● **Task to complete**: Without the pictures, reproduce the records that follow exactly.

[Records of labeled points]
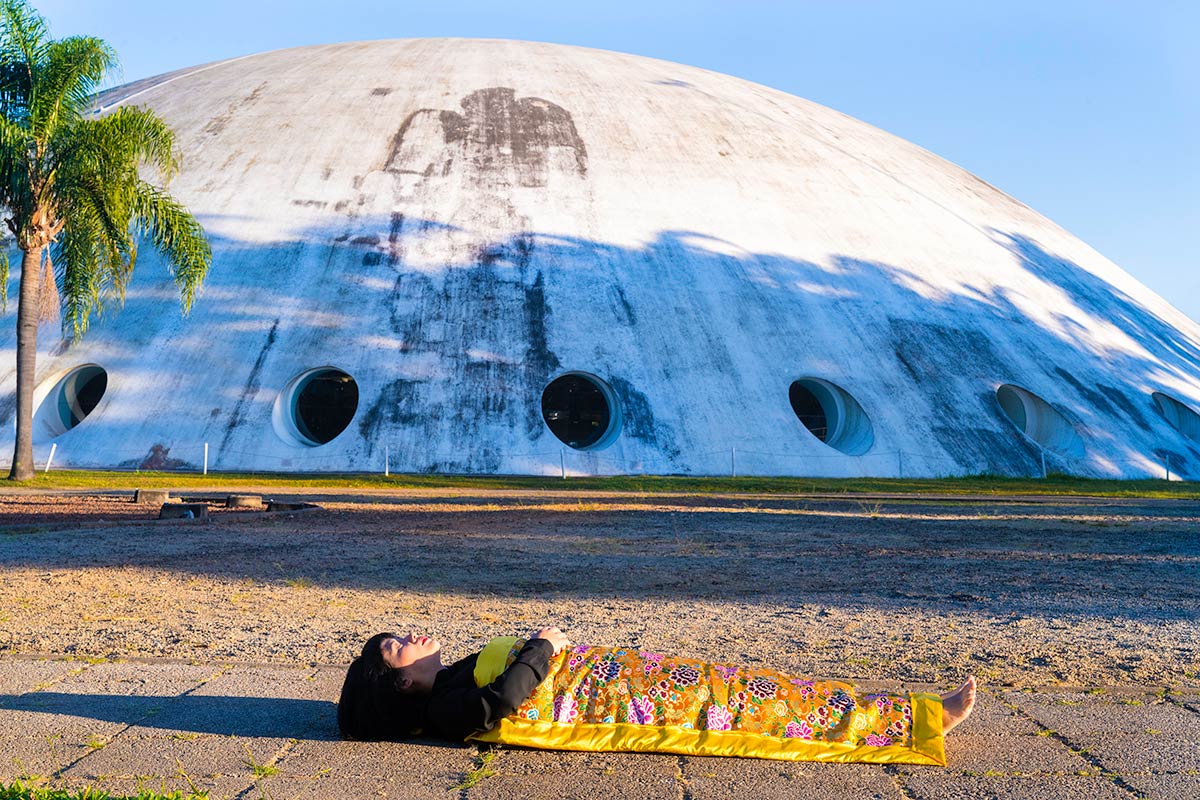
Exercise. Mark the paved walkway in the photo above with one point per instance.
(252, 732)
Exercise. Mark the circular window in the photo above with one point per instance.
(832, 415)
(1180, 416)
(581, 410)
(1038, 420)
(69, 401)
(316, 405)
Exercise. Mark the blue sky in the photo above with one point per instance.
(1087, 112)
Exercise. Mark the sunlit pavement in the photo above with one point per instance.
(247, 731)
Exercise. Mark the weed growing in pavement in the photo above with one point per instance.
(483, 769)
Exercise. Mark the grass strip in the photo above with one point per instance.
(977, 485)
(18, 791)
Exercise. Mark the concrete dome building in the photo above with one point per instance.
(508, 257)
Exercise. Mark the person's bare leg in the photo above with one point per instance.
(957, 705)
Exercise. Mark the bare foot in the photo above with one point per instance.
(957, 705)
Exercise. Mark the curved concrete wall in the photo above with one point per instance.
(454, 223)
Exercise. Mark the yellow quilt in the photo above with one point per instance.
(624, 699)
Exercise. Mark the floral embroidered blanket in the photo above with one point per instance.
(624, 699)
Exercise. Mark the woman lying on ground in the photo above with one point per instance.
(544, 692)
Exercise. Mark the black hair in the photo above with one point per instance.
(373, 707)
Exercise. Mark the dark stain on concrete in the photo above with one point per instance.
(948, 365)
(637, 419)
(622, 306)
(1097, 400)
(505, 138)
(217, 124)
(251, 386)
(396, 405)
(1126, 404)
(159, 458)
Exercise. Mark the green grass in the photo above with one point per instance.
(18, 791)
(483, 769)
(989, 485)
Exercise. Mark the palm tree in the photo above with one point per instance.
(75, 199)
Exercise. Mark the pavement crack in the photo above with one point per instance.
(681, 781)
(1079, 752)
(898, 780)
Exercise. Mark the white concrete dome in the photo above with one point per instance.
(509, 257)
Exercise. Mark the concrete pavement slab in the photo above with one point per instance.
(1008, 755)
(1078, 714)
(940, 785)
(21, 677)
(1133, 753)
(991, 715)
(547, 775)
(307, 758)
(717, 779)
(101, 699)
(22, 757)
(330, 787)
(219, 788)
(1167, 786)
(204, 757)
(317, 770)
(270, 702)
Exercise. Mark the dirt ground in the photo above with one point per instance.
(1024, 593)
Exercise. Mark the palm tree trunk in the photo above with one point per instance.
(27, 364)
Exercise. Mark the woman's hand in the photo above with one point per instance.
(557, 638)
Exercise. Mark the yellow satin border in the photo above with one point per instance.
(493, 659)
(927, 745)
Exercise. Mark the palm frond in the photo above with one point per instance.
(23, 41)
(72, 70)
(177, 234)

● **Task answer**:
Exercise. Mark the paved walkway in the photo above with one point per instance.
(252, 732)
Exercise. Mark the circular window in the photo above with one point per instance.
(832, 415)
(1180, 416)
(581, 410)
(1038, 420)
(69, 401)
(316, 405)
Exercise. Mark the blue sky in the photo above with one point per instance.
(1087, 112)
Exercise. Mark the sunlit pavement in the photo above with one point per instance.
(247, 731)
Exercise. Mark the weed growing in pavement in the photo above with one point per instance.
(483, 769)
Exercise. Mark the grass strip in the photo above with one point per instance.
(977, 485)
(18, 791)
Exercise. Mark the concrete dome building in the photo above with one point per instance.
(508, 257)
Exercise. Mark the person's bare leg in the photo above with one point per instance.
(957, 705)
Exercise. Mark the bare foot in the photo above with one point per instance.
(957, 705)
Exercise. Mark the curved concrete wall in the photo above with one point per instance.
(454, 223)
Exercise. Mark the yellow quilt in the photo above with one point per instance.
(624, 699)
Exercise. Mark the floral embroidered blanket in the photo above with one point per instance.
(624, 699)
Exercise. Mark the woman lying on ground in the photo above with one point per instance.
(544, 692)
Exercise. Mark the black hair in the photo above with one point per instance.
(373, 707)
Exercise. Mark the dark stain on concrete in the photo above with one point per instance.
(948, 365)
(637, 419)
(622, 306)
(1097, 400)
(505, 138)
(217, 124)
(251, 386)
(396, 405)
(1126, 404)
(159, 458)
Exercise. Mark the green grass in the photo above with one point per instance.
(18, 791)
(483, 769)
(989, 485)
Exercise. Mark the palm tree in the photo above with one point per instance.
(75, 199)
Exercise. Mark the pavement crack in the photo above with one point per instance.
(681, 781)
(1079, 752)
(898, 780)
Exercise. Mark the white concrete dome in the photo above with one point per instance.
(509, 257)
Exercise. Mark the concrete pavement slab in the photo above with one point per instance.
(1008, 755)
(1078, 714)
(940, 785)
(21, 677)
(1133, 753)
(991, 715)
(547, 775)
(307, 758)
(717, 779)
(101, 699)
(22, 757)
(330, 787)
(219, 788)
(1167, 786)
(204, 757)
(317, 770)
(270, 702)
Exercise. Mark the dirt ground in the photo above with one point per instance.
(1024, 593)
Exercise. Mark the palm tree trunk in the photo above with one point per instance.
(27, 364)
Exercise. Mark the woman's hand in the photo above with one point per instance.
(557, 638)
Exercise. Mark the yellow satin border in the photo above with one point per instance.
(493, 659)
(927, 745)
Exercise. Mark the palm frond in the photo above with one point per instance.
(23, 41)
(72, 70)
(177, 234)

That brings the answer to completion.